## Istruzioni:
a - Stabilisci se le seguenti affermazioni concordano con il brano su Deleuze e la fedeltà alla Terra, rispondendo sì o no e citando le parole decisive del brano: (i) per Lapoujade e Deleuze pensare e agire sono azioni isomorfe; (ii) il termine «esseremoto» viene attribuito a Deleuze; (iii) trasformare il mondo significa «passare dall’altro lato».
b - Prosegui il brano su Deleuze e la fedeltà alla Terra a partire dalla sua ultima frase.

## Testo fornito:

════════

È per questa ragione – e così veniamo al secondo movimento che Lapoujade rintraccia in Deleuze – che è richiesta una rinnovata fedeltà alla Terra. Il lavoro geografico di ridistribuzione della Terra, infatti, non può che essere aggrovigliato con una nuova visione di ciò che i corpi possono. Per Lapoujade e per Deleuze, pensare e agire sono azioni isomorfe, e tanto più il pensiero si fa estremo, tanto più siamo chiamati a rispondere con un’etica/politica parimenti eccessiva. Non a caso, Lapoujade, citando Critica e clinica, riconosce che «non basta voler ritornare a “un ‘pregiudicativo’ che sia al tempo stesso fondamento e orizzonte”, sulle terre pacifiche dell’originario; bisogna andare più lontano, risalire più in alto, verso un “anti-giudicativo, inteso allo stesso modo di Anticristo: non tanto un fondamento quanto un crollo, uno smottamento di terreno, una perdita d’orizzonte”» (p. 64). Davanti a questo esseremoto – per usare un termine di Timothy Morton – siamo chiamati a cambiare la nostra vita. Tenendo ben presente che, una volta assunta la prospettiva di Deleuze, è possibile rendere poroso il limite solo favorendo i flussi del «rivolgimento» ed evitando le secche del «rovescio» e dello «sconvolgimento»: trasformare il mondo non è «passare dall’altro lato» («rovesciare il platonismo»), ma «far comunicare ciò ch’è disparato» concatenarsi nel «non-rapporto che i disparati comunicano […] grazie al limite che li divide» («rivolgere gli imperialismi») (pp. 303-304).

════════

## Dati forniti:
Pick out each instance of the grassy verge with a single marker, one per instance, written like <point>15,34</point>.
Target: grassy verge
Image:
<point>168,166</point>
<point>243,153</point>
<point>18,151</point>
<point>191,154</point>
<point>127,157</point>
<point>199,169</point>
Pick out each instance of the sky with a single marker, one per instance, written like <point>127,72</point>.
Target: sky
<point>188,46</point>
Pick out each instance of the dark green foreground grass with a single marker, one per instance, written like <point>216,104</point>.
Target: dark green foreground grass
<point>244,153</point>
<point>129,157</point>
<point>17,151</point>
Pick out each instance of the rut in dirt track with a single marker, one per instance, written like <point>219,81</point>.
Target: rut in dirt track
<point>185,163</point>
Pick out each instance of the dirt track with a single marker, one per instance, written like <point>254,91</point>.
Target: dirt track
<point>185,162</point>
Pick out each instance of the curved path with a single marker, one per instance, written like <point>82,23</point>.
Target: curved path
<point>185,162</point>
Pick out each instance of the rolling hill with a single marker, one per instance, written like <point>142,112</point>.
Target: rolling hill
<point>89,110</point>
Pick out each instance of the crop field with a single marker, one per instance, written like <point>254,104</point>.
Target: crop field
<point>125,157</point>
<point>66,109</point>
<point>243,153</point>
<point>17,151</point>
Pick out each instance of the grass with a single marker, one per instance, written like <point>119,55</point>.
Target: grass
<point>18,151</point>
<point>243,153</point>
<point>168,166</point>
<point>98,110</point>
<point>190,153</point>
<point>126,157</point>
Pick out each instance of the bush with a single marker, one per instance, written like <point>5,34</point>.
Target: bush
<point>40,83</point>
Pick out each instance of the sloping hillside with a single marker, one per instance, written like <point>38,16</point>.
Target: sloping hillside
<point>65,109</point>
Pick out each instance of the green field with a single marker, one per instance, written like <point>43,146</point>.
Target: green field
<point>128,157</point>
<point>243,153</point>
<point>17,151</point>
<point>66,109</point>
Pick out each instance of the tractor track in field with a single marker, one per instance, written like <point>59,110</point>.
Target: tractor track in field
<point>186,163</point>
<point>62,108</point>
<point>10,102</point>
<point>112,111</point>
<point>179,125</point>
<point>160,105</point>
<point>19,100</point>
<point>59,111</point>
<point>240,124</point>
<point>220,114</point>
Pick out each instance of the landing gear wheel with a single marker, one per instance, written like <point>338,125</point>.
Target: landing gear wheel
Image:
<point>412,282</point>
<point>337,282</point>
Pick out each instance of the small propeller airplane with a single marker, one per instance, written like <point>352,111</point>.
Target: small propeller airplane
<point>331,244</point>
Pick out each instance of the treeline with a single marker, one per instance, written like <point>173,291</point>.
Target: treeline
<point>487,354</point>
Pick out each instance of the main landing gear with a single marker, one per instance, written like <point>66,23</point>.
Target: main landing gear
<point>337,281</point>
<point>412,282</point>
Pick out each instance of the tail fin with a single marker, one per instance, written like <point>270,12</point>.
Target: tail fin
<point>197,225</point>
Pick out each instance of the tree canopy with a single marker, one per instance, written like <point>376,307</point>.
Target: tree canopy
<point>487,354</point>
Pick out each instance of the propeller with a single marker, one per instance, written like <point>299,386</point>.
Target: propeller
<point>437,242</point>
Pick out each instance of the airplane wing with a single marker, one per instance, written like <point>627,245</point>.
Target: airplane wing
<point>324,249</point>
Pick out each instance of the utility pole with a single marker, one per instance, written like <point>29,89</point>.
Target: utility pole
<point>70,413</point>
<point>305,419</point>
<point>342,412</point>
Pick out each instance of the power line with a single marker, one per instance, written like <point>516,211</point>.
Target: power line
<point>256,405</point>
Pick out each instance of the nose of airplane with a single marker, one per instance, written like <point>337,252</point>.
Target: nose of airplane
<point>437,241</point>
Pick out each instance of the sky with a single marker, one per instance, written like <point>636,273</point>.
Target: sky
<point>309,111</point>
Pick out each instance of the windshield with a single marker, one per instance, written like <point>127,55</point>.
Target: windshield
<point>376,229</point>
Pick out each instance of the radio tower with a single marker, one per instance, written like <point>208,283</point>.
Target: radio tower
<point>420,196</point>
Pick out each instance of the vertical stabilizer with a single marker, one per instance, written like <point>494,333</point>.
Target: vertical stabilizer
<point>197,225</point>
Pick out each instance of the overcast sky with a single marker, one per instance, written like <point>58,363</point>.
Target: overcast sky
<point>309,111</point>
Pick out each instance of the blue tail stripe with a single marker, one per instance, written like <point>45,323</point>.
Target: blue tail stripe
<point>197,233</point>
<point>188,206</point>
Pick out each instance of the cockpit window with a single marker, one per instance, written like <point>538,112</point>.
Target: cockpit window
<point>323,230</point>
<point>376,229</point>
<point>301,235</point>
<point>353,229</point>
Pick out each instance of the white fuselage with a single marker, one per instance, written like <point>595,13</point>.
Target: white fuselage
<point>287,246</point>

════════

## Risposte scritte:
a -
(i) Sì: «Per Lapoujade e per Deleuze, pensare e agire sono azioni isomorfe».
(ii) No: «per usare un termine di Timothy Morton».
(iii) No: «trasformare il mondo non è «passare dall’altro lato»».

b -
Per non restare inermi di fronte alla crudeltà dell’esistente dobbiamo spogliarci delle ragioni chiare e distinte e lasciarci interpellare dal Fuori che è dentro la Terra, dalle sue fauci che si spalancano sotto di noi per far delirare il continente dell’umano. Il che «non significa abbandonare la terra occupata dagli uomini, ma, al contrario, strappare la terra agli uomini» e comprendere che «nello stesso tempo in cui la terra si svuota, si ripopola diversamente, con tutto ciò che c’è di non umano nell’uomo e fuori dell’uomo» (p. 286). Ciò che potrà correre lungo questo svuotamento/ripopolamento non è definibile a priori tranne che nella più potente (ed esaltante) delle singolarità della “fisica-Deleuze”: «Non viviamo in un mondo dove ogni azione politica è impossibile, viviamo in un mondo dove l’impossibile è la condizione di ogni azione, di ogni creazione di possibili» (p. 265). E «il punto di trasmutazione che ci libera dal nichilismo passivo» «è quando l’impossibile diviene l’intollerabile», quando ciò che «offende le potenze della vita», «le solleva» (p. 281). Con buona pace di apocalittici e integrati.